═══ Exercise data ═══

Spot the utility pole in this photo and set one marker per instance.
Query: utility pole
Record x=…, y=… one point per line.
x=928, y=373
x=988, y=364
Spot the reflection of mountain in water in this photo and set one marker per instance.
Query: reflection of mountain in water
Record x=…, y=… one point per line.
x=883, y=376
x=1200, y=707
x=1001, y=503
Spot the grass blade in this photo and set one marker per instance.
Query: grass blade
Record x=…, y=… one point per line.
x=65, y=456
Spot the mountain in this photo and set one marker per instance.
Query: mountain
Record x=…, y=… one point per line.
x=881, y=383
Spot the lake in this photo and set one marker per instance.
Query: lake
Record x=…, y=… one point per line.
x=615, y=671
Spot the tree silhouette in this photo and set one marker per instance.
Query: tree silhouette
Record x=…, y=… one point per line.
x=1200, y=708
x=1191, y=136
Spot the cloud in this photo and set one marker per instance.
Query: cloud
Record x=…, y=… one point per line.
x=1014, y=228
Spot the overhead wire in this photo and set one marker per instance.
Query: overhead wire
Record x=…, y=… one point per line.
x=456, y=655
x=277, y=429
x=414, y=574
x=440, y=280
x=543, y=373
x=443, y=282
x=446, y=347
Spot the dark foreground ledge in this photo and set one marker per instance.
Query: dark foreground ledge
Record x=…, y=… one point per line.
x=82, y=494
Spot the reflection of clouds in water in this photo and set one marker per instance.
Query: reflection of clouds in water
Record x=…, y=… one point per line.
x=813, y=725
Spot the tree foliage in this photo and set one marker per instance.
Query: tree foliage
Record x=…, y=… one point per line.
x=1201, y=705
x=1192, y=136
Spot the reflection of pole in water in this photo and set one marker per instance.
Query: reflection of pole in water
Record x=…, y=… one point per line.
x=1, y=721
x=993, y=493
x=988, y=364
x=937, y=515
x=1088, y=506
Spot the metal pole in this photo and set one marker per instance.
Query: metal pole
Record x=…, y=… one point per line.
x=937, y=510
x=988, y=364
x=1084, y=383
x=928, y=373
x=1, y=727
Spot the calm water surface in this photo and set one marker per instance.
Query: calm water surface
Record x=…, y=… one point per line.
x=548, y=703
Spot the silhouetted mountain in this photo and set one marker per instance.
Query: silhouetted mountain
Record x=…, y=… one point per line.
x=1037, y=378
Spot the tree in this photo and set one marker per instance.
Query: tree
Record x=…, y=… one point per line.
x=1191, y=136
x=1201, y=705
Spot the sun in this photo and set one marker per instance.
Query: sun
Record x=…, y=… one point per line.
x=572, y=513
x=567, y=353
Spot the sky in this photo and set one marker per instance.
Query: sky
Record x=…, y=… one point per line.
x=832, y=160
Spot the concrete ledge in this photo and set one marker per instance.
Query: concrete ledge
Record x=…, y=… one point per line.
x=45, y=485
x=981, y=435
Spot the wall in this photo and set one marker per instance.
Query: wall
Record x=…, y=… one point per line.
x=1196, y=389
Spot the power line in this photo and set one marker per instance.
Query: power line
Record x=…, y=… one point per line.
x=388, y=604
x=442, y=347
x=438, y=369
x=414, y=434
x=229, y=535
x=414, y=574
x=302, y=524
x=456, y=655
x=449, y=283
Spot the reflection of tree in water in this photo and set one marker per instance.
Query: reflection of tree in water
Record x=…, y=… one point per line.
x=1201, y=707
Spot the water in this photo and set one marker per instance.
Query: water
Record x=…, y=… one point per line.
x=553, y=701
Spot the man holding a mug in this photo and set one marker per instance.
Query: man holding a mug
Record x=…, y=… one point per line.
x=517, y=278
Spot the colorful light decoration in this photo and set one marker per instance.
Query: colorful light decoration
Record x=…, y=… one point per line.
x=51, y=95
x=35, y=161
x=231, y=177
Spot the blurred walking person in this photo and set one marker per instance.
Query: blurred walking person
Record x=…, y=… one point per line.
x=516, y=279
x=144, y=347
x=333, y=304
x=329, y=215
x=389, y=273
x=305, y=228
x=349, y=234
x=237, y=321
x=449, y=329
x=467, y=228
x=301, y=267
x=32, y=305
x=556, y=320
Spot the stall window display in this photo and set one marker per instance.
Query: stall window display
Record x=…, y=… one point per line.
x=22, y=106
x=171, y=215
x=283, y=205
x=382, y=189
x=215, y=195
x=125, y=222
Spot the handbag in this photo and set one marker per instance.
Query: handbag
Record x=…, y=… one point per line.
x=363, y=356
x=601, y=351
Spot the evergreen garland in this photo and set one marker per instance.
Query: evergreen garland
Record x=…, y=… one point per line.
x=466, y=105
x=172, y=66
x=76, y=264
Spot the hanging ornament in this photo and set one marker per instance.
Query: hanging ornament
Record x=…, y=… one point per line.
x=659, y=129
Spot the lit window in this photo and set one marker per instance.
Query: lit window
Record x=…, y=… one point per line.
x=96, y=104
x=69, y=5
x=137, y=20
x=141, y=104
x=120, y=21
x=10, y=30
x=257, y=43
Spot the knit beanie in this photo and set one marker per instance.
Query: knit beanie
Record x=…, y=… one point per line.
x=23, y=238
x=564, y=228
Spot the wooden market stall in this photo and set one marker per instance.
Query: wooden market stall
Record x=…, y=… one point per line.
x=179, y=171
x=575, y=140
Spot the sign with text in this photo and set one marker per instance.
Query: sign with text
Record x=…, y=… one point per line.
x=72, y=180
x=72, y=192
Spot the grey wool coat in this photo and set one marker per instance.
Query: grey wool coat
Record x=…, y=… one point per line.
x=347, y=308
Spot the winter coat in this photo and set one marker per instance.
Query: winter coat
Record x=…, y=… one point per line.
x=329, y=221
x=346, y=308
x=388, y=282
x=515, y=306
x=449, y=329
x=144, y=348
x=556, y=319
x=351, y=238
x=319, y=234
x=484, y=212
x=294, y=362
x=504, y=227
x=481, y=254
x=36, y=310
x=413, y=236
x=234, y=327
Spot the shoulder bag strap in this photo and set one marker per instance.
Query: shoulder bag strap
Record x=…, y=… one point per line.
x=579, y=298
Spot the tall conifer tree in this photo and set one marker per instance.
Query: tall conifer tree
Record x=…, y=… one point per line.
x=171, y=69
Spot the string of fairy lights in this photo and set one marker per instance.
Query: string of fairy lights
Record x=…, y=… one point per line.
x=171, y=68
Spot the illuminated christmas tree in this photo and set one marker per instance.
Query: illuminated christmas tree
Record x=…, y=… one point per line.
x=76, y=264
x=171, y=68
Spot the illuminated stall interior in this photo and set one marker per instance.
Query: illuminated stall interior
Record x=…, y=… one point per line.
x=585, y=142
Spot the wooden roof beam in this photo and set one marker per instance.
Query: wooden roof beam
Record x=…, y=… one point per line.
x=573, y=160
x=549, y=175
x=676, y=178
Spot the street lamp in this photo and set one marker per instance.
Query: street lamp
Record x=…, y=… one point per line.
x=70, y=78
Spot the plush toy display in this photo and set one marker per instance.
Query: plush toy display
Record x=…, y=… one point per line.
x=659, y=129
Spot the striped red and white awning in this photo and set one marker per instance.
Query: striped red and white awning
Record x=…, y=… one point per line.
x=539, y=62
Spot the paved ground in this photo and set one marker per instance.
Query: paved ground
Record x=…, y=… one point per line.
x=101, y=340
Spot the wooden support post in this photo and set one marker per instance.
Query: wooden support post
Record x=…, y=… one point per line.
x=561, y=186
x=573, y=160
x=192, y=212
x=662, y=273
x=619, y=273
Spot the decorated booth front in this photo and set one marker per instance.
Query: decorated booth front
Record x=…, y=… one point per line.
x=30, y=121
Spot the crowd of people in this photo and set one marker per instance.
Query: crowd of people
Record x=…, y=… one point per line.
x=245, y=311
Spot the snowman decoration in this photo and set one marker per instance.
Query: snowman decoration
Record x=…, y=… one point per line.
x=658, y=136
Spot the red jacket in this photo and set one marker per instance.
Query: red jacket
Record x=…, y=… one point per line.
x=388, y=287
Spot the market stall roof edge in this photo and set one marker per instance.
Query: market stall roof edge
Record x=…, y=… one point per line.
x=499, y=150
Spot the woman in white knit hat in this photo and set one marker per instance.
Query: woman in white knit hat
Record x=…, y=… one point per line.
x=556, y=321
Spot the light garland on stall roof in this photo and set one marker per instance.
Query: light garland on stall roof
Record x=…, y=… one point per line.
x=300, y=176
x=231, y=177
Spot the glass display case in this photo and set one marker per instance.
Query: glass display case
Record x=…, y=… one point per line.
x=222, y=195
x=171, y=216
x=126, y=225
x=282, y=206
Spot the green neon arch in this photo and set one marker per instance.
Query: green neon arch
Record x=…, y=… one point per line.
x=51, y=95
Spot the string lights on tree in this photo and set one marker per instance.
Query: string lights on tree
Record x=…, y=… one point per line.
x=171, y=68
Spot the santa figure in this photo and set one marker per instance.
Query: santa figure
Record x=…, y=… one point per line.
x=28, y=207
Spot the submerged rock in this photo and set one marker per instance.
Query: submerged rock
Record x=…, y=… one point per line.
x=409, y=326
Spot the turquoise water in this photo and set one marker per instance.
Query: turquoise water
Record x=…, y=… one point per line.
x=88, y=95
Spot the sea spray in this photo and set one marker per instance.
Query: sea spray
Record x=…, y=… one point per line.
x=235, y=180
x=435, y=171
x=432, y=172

═══

[Work to be completed] Reproduce everything from the start of the records down to the line containing "x=615, y=671", with both ends included, and change nothing.

[Exercise solution]
Spot the utility pole in this photo and set one marker per instance.
Query: utility pole
Record x=…, y=… one point per line.
x=928, y=373
x=988, y=364
Spot the reflection of mountain in water in this photo and set one marker per instance.
Query: reflection of mountain in water
Record x=…, y=… one point per line.
x=883, y=376
x=1200, y=707
x=1001, y=503
Spot the grass blade in this photo and set one marker per instance.
Query: grass blade
Record x=…, y=… one point per line.
x=65, y=456
Spot the mountain in this photo and set one marker per instance.
Query: mountain
Record x=…, y=… one point per line.
x=881, y=383
Spot the lake in this photo and set one marker per instance.
Query: lake
Record x=…, y=… one point per line.
x=615, y=671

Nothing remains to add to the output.